**WHAT THE TASK ASKS**
Copy the rows below verbatim, starting at the line containing "Target: electrical outlet" and continuing through the last row, with both ends included.

── RECORDS FOR PROCESSING ──

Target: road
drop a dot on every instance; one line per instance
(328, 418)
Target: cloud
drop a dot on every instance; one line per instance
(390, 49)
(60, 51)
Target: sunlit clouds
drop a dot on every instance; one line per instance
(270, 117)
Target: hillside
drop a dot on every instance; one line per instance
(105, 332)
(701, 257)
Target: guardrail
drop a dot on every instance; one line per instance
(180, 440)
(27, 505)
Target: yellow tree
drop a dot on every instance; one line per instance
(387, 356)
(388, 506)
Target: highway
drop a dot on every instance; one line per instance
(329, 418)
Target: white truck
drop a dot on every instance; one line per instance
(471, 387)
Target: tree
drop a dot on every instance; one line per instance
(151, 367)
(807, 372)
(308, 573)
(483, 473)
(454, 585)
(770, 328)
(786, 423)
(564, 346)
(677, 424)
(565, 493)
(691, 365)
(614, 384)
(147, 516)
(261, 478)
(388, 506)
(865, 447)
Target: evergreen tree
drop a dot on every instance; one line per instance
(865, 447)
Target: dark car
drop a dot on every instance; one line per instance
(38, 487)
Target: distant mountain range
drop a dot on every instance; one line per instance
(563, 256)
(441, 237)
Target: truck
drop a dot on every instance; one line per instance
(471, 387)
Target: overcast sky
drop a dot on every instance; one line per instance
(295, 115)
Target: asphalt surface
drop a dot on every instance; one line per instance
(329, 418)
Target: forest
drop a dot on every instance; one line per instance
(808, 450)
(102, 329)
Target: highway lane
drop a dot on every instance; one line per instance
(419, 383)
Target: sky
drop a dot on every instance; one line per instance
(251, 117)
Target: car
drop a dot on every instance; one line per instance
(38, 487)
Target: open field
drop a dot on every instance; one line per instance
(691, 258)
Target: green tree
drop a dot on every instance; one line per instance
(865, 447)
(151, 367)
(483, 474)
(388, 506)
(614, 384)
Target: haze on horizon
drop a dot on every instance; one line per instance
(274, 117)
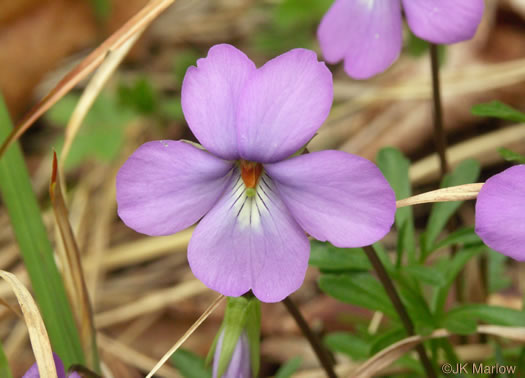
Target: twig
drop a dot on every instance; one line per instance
(188, 333)
(320, 351)
(400, 308)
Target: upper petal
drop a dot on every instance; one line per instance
(283, 105)
(336, 196)
(366, 33)
(210, 95)
(500, 212)
(166, 186)
(248, 243)
(444, 21)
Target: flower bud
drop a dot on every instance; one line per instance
(240, 365)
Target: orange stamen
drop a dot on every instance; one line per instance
(250, 173)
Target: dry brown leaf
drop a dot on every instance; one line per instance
(73, 271)
(454, 193)
(135, 25)
(35, 325)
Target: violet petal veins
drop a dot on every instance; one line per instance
(256, 206)
(500, 212)
(367, 34)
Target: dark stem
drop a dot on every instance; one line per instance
(400, 308)
(323, 356)
(440, 138)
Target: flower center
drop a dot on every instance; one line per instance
(250, 173)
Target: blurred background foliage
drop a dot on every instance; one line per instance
(143, 292)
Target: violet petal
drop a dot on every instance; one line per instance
(283, 105)
(336, 196)
(444, 21)
(366, 33)
(210, 95)
(166, 186)
(500, 212)
(34, 373)
(248, 243)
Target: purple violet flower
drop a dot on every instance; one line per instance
(240, 362)
(61, 371)
(367, 34)
(255, 200)
(500, 212)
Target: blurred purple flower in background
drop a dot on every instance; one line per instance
(500, 212)
(61, 372)
(254, 200)
(239, 366)
(367, 34)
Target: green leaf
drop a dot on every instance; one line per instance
(464, 236)
(511, 156)
(4, 365)
(481, 312)
(451, 269)
(395, 167)
(171, 109)
(426, 274)
(383, 340)
(416, 306)
(329, 258)
(289, 368)
(349, 344)
(461, 324)
(35, 247)
(497, 109)
(140, 96)
(497, 277)
(293, 13)
(466, 172)
(360, 289)
(189, 364)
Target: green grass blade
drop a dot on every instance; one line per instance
(4, 366)
(35, 247)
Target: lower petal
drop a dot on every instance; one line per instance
(444, 21)
(500, 212)
(248, 243)
(166, 186)
(366, 33)
(336, 197)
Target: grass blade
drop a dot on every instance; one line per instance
(30, 233)
(135, 25)
(73, 271)
(4, 366)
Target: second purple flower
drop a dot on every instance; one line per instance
(255, 200)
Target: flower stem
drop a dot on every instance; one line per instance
(440, 138)
(400, 308)
(322, 354)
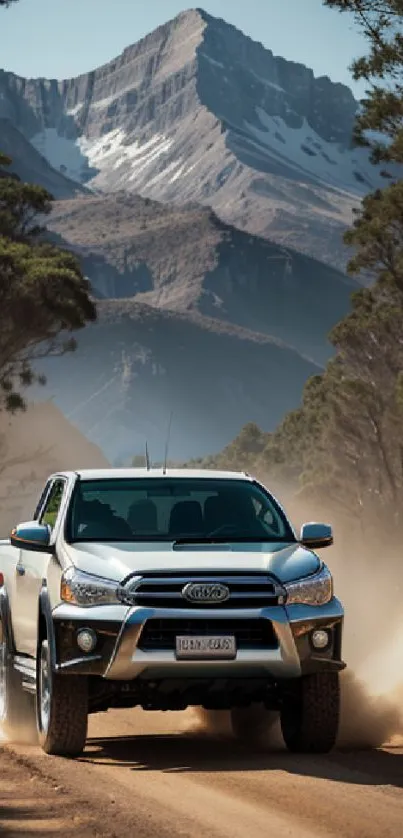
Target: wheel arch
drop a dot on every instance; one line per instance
(5, 618)
(45, 625)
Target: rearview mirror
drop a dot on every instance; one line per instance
(32, 536)
(315, 536)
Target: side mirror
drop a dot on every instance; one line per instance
(32, 536)
(315, 536)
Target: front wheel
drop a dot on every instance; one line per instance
(310, 714)
(62, 708)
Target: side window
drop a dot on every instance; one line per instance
(53, 502)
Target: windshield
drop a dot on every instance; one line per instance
(169, 509)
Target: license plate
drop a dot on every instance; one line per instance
(221, 646)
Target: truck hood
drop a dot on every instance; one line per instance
(286, 562)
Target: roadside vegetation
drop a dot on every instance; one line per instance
(343, 447)
(44, 296)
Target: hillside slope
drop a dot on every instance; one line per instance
(138, 364)
(186, 259)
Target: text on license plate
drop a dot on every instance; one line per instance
(220, 646)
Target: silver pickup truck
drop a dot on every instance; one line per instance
(166, 589)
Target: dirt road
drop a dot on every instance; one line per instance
(151, 775)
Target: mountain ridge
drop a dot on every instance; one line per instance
(198, 111)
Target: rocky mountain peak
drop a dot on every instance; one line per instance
(197, 111)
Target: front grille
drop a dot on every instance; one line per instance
(246, 591)
(160, 634)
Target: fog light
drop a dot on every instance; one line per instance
(320, 638)
(86, 640)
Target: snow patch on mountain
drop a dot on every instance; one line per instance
(62, 153)
(304, 149)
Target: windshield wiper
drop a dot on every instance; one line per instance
(225, 539)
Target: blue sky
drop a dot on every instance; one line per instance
(63, 38)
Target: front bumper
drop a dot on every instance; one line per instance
(119, 656)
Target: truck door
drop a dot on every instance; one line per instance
(30, 570)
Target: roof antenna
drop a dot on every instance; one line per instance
(148, 465)
(164, 470)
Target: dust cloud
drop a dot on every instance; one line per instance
(372, 684)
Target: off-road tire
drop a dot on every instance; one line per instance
(310, 714)
(252, 724)
(17, 715)
(65, 733)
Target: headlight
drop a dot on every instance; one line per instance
(83, 589)
(314, 590)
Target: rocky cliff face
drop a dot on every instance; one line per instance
(196, 111)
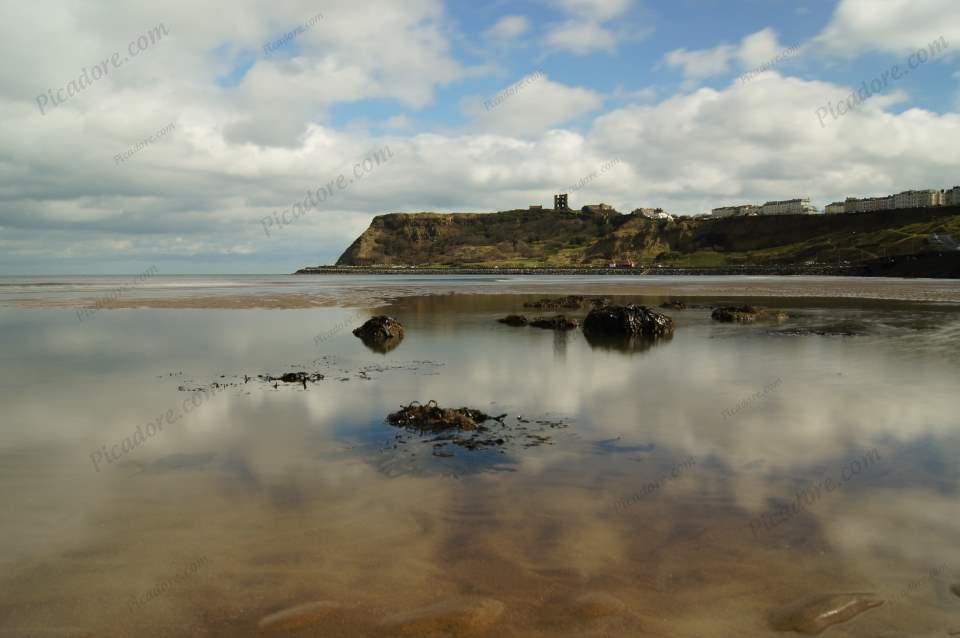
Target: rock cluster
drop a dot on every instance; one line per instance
(746, 314)
(570, 302)
(814, 615)
(432, 417)
(627, 321)
(380, 333)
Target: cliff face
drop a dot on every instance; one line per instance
(548, 238)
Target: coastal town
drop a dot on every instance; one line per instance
(911, 199)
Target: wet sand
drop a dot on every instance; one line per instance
(270, 499)
(357, 293)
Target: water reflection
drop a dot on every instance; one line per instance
(295, 495)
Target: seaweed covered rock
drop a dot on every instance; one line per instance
(432, 417)
(746, 314)
(812, 616)
(381, 333)
(570, 302)
(559, 322)
(295, 377)
(514, 320)
(626, 322)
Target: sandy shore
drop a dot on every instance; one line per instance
(378, 292)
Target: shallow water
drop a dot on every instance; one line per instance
(656, 476)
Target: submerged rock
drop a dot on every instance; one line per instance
(558, 322)
(814, 615)
(627, 321)
(295, 377)
(381, 333)
(746, 314)
(299, 616)
(597, 605)
(514, 320)
(432, 417)
(454, 617)
(842, 329)
(570, 302)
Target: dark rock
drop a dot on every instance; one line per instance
(674, 305)
(514, 320)
(814, 615)
(626, 322)
(295, 377)
(746, 314)
(570, 302)
(432, 417)
(381, 333)
(843, 329)
(559, 322)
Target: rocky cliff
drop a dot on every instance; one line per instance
(526, 238)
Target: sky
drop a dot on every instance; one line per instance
(472, 106)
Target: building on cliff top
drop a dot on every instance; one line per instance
(598, 208)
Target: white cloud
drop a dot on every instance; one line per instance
(398, 122)
(759, 48)
(238, 154)
(895, 26)
(532, 106)
(586, 31)
(755, 51)
(704, 63)
(509, 28)
(600, 10)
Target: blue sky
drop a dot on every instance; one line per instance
(653, 85)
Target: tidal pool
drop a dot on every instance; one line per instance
(689, 488)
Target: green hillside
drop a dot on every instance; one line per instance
(547, 238)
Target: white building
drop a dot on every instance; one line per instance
(836, 208)
(918, 199)
(801, 206)
(742, 210)
(652, 213)
(869, 204)
(952, 197)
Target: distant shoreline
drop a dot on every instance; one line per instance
(934, 265)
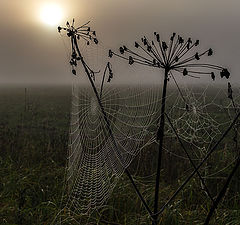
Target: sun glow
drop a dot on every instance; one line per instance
(51, 14)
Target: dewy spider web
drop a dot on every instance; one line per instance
(95, 162)
(189, 115)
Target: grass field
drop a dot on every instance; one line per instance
(34, 128)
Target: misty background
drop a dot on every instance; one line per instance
(33, 53)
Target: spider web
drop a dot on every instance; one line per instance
(96, 159)
(191, 118)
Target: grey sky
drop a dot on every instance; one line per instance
(31, 52)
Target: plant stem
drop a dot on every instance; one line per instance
(108, 125)
(222, 192)
(160, 135)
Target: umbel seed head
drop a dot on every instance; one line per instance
(225, 73)
(177, 56)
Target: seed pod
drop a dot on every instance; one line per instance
(131, 61)
(110, 53)
(185, 72)
(136, 44)
(225, 73)
(210, 52)
(196, 43)
(121, 49)
(197, 56)
(74, 71)
(213, 75)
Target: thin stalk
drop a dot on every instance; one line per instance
(222, 192)
(160, 135)
(108, 124)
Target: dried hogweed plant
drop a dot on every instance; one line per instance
(90, 187)
(176, 56)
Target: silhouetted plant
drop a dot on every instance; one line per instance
(177, 56)
(75, 34)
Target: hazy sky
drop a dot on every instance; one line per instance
(33, 52)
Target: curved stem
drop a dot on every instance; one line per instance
(160, 135)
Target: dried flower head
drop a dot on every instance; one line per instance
(178, 55)
(84, 33)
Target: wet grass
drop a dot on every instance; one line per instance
(33, 146)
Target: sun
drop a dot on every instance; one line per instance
(51, 14)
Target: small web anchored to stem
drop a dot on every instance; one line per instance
(178, 55)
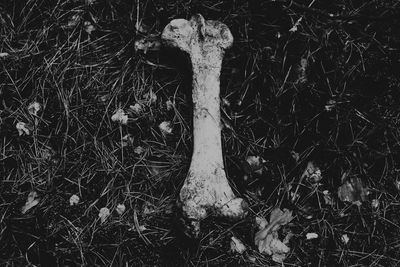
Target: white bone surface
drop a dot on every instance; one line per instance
(206, 188)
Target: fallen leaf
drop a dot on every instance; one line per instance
(137, 108)
(261, 223)
(120, 116)
(345, 238)
(297, 24)
(375, 203)
(120, 209)
(253, 164)
(127, 140)
(148, 43)
(327, 197)
(151, 97)
(142, 228)
(23, 128)
(267, 239)
(312, 173)
(73, 200)
(89, 28)
(34, 108)
(237, 245)
(165, 127)
(169, 104)
(353, 191)
(4, 54)
(103, 214)
(139, 150)
(330, 105)
(310, 236)
(32, 200)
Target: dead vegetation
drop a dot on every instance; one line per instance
(310, 89)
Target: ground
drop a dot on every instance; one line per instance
(305, 82)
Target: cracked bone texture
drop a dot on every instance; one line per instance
(206, 188)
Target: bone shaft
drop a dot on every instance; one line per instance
(207, 145)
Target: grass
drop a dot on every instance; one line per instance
(326, 91)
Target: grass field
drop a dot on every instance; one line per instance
(305, 81)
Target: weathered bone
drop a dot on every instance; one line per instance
(206, 187)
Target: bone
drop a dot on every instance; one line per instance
(206, 190)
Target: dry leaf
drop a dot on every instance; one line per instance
(353, 191)
(169, 104)
(4, 55)
(32, 200)
(151, 97)
(327, 197)
(345, 238)
(120, 209)
(375, 203)
(297, 24)
(267, 239)
(34, 108)
(237, 245)
(103, 214)
(312, 173)
(310, 236)
(127, 140)
(120, 116)
(139, 150)
(137, 108)
(253, 164)
(23, 128)
(148, 43)
(165, 127)
(89, 28)
(73, 200)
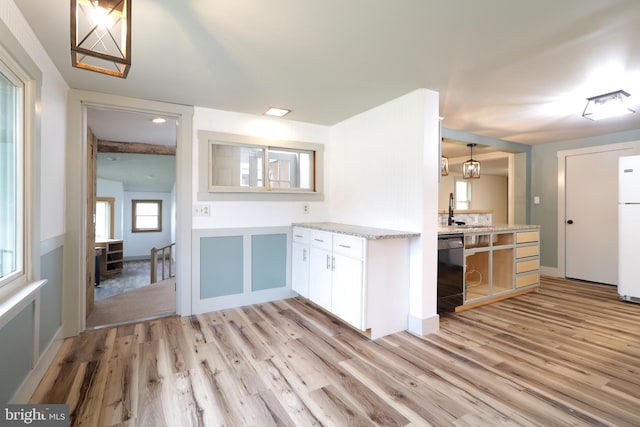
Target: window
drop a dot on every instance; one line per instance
(147, 216)
(237, 167)
(104, 218)
(463, 195)
(12, 227)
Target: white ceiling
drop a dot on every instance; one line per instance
(514, 70)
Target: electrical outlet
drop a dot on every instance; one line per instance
(201, 210)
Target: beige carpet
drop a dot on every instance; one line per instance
(151, 301)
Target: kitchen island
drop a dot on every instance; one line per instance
(500, 261)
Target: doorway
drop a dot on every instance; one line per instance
(74, 277)
(588, 213)
(133, 202)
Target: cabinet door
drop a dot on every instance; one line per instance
(347, 290)
(300, 269)
(320, 277)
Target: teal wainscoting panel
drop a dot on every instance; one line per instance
(268, 261)
(16, 350)
(221, 266)
(50, 296)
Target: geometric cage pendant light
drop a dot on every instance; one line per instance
(471, 168)
(101, 36)
(610, 104)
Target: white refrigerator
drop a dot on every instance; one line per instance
(629, 228)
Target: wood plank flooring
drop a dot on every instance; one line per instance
(566, 355)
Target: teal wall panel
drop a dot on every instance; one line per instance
(16, 350)
(221, 266)
(268, 261)
(50, 296)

───

**WRITTEN SOLUTION**
Target: electrical outlet
drop a dot on every instance; one line per instance
(201, 210)
Target: beige carpet
drop a dot on every instance; one line per instance
(151, 301)
Target: kitchen island
drop a dot on every instance; one line per instance
(500, 261)
Target: doorway
drop a dot on every instance; one line per instance
(74, 277)
(588, 213)
(133, 202)
Target: cabinet door
drop a dot on every instance; one line per instance
(347, 290)
(300, 269)
(320, 277)
Target: teal wainscoting panel
drop a dot on every instance; one line per instance
(268, 261)
(16, 350)
(221, 266)
(50, 296)
Target: geometric cage pendant light
drop a dot on every instance; one line per instance
(471, 168)
(101, 36)
(610, 104)
Target: white refrigerator
drop a dot on every instance; one line per instance
(629, 228)
Target: wood plank flooring
drop a dot on every instance; one line per instance
(566, 355)
Target: teal wall panel
drop a dot on every instance; one line per instance
(16, 350)
(221, 266)
(268, 261)
(50, 296)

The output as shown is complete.